Moreover, some compounds designed and synthesized by analyzing the substrate-binding pocket of Mpro revealed anti-SARS-CoV-2 activity in Vero cell cultures. For example, the crystal structure of the complexes SARS-CoV-2 Mpro-11a (Figure 4D) and Mpro-11b indicated the presence of these substances inside the substrate-binding pocket and a similar inhibitory mechanism in which occurs the C–S covalent bond formation between Cys145 and these compounds .
Zhang et al. also developed an optimized α-ketamide inhibitor of SARS-CoV-2 Mpro. The X-ray crystal structure of α-ketoamide (compound 13b) in complex with SARSCoV-2 Mpro shows the compound at the catalytic site of each protomer, between the domains I and II (Figure 4E). Compound 13b effectively prevented the viral replication in cell-based assays and exhibits a favorable pharmacokinetic in vivo profile . Other work investigated boceprevir, GC-376, and calpain inhibitors effects on SARS-CoV-2 Mpro in enzymatic assays in cell cultures. The crystal structure of SARS-CoV-2 Mpro in complex with GC-376 also revealed molecular details on the GC-376 inhibition of the molecular target (Figure 4F) .
In addition to the studies above, several other structures of SARS-CoV-2 Mpro in complex with inhibitors have been deposited at the Protein Data Bank (PDB), such as a non-covalent inhibitor X77 (PDB ID: 6W63) (Figure 4G), narlaprevir (PDB ID: 7D10), boceprevir (PDB ID: 7COM), GRL-2420 (PDB ID: 7JKV) and UAW246 (PDB ID: 6XBG). However, most of these works have not so far been published in peer-reviewed papers.
Although additional research has also identified several inhibitors as promising drugs against SARS-COV-2 Mpro, further biochemical and structural analyses, as well as in vitro and in vivo bioassays are still required. For example, several investigations predicted various small-molecules, natural compounds and approved drugs [78–80] from VS of ZINC and DrugBank databases [81,82], in conjunction with the combination of molecular docking and MD studies . Focusing on drug repurposing, we can also highlight a study that apply molecular docking associated with the SCAR (steric-clashes alleviating receptors) protocol, which can help to discovery of covalent and non-covalent inhibitors in a docking model, solving, for example, steric conflicts between specific residues and reactive atoms in a screening . In addition, it can even be efficient in drug repurposing , another approach of interest facing the urgency of the COVID-19 pandemic scenario.

**What you will do:** Reproduce everything in the Mpro inhibitor passage from "Moreover, some compounds" down to "these compounds .".

**Dataset content:**
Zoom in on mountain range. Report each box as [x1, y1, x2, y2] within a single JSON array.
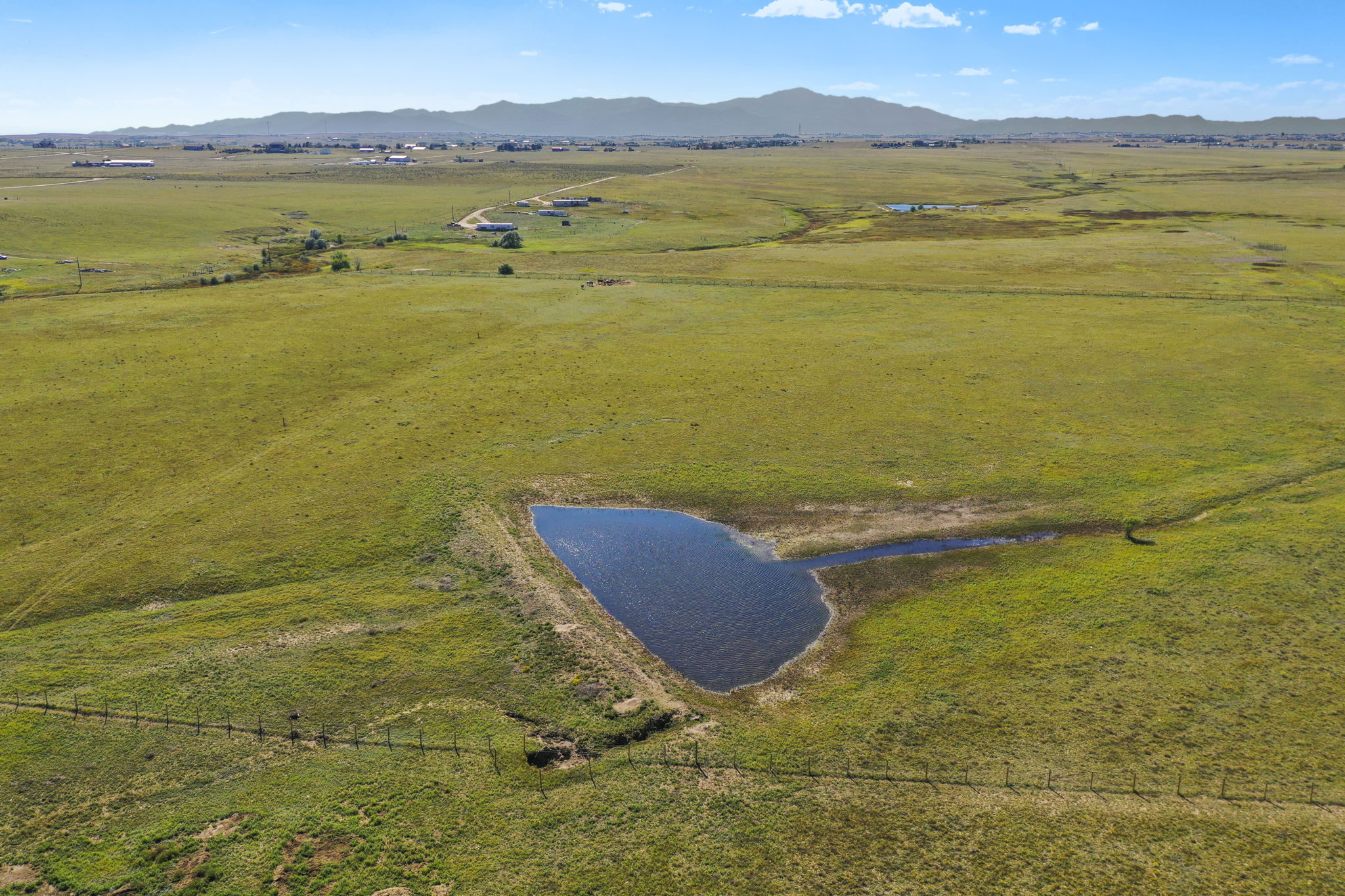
--
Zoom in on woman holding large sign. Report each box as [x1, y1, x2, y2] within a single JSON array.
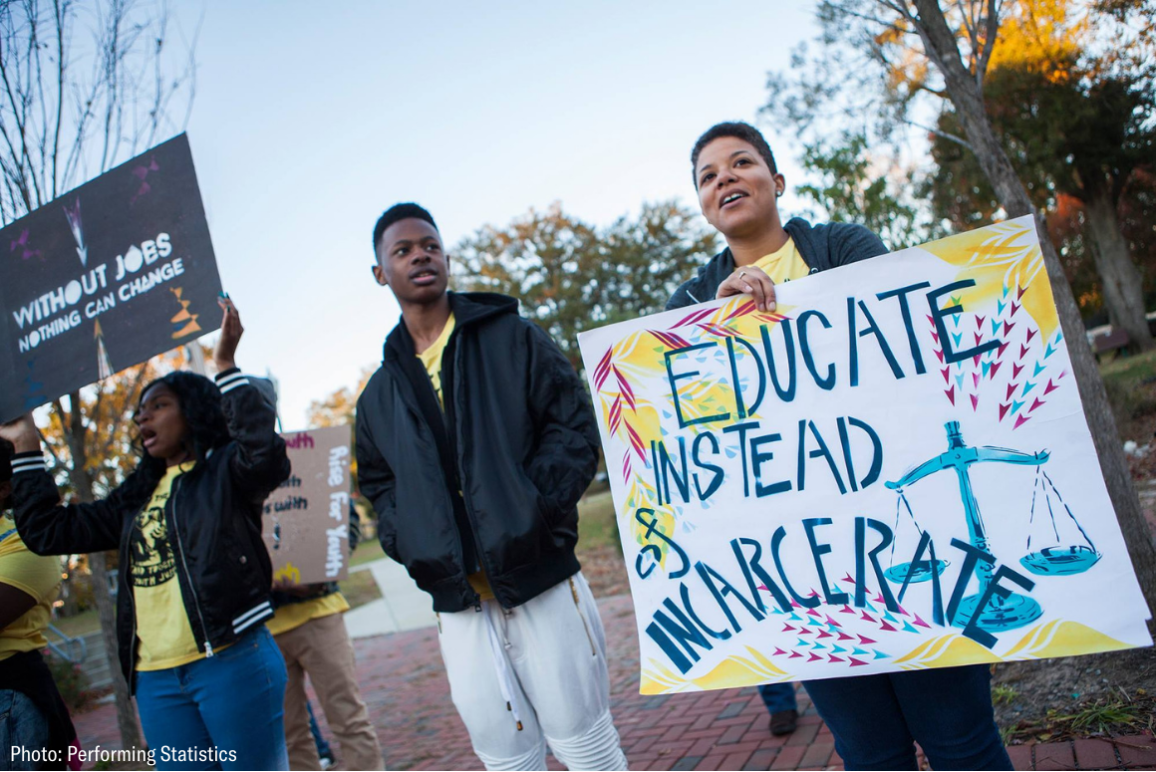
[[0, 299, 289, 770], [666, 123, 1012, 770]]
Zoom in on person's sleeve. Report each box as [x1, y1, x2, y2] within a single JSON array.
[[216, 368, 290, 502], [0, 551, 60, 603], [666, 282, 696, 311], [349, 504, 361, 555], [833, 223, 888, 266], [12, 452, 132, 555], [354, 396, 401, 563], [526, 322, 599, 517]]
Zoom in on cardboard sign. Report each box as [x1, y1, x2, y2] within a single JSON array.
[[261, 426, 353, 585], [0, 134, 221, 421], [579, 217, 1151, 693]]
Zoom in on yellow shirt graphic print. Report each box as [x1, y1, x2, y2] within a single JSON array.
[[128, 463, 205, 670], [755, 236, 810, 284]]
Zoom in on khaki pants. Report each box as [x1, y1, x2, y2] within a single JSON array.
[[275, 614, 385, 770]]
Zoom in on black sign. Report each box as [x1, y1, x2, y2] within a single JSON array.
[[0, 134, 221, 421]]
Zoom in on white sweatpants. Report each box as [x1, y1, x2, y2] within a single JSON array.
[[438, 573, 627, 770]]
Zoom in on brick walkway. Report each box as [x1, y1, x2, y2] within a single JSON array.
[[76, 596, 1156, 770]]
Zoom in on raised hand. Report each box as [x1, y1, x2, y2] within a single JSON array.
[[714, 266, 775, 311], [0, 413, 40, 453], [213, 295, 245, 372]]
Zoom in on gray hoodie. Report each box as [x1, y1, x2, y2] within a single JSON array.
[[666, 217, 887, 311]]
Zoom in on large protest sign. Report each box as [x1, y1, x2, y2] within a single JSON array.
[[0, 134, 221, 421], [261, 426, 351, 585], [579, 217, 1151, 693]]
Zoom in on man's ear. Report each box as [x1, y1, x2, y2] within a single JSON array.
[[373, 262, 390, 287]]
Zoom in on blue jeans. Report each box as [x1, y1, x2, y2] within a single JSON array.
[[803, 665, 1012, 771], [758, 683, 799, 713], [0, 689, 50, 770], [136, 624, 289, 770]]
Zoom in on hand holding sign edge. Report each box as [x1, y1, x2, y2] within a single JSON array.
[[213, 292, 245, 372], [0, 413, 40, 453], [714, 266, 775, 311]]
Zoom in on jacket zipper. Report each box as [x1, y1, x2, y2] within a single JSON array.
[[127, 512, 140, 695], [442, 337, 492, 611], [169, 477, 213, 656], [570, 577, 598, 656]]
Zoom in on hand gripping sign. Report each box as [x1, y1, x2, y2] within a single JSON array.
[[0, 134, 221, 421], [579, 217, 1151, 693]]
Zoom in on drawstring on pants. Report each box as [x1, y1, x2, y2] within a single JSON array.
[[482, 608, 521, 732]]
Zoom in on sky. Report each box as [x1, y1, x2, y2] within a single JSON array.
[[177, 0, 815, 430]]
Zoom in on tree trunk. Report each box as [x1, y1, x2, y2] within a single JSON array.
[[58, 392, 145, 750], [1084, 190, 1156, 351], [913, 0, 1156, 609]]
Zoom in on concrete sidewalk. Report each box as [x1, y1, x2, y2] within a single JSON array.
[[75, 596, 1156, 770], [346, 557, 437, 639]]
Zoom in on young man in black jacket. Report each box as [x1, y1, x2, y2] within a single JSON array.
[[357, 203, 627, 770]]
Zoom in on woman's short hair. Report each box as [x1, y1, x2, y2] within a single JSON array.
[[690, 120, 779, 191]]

**Output below:**
Moreover, some compounds designed and synthesized by analyzing the substrate-binding pocket of Mpro revealed anti-SARS-CoV-2 activity in Vero cell cultures. For example, the crystal structure of the complexes SARS-CoV-2 Mpro-11a (Figure 4D) and Mpro-11b indicated the presence of these substances inside the substrate-binding pocket and a similar inhibitory mechanism in which occurs the C–S covalent bond formation between Cys145 and these compounds .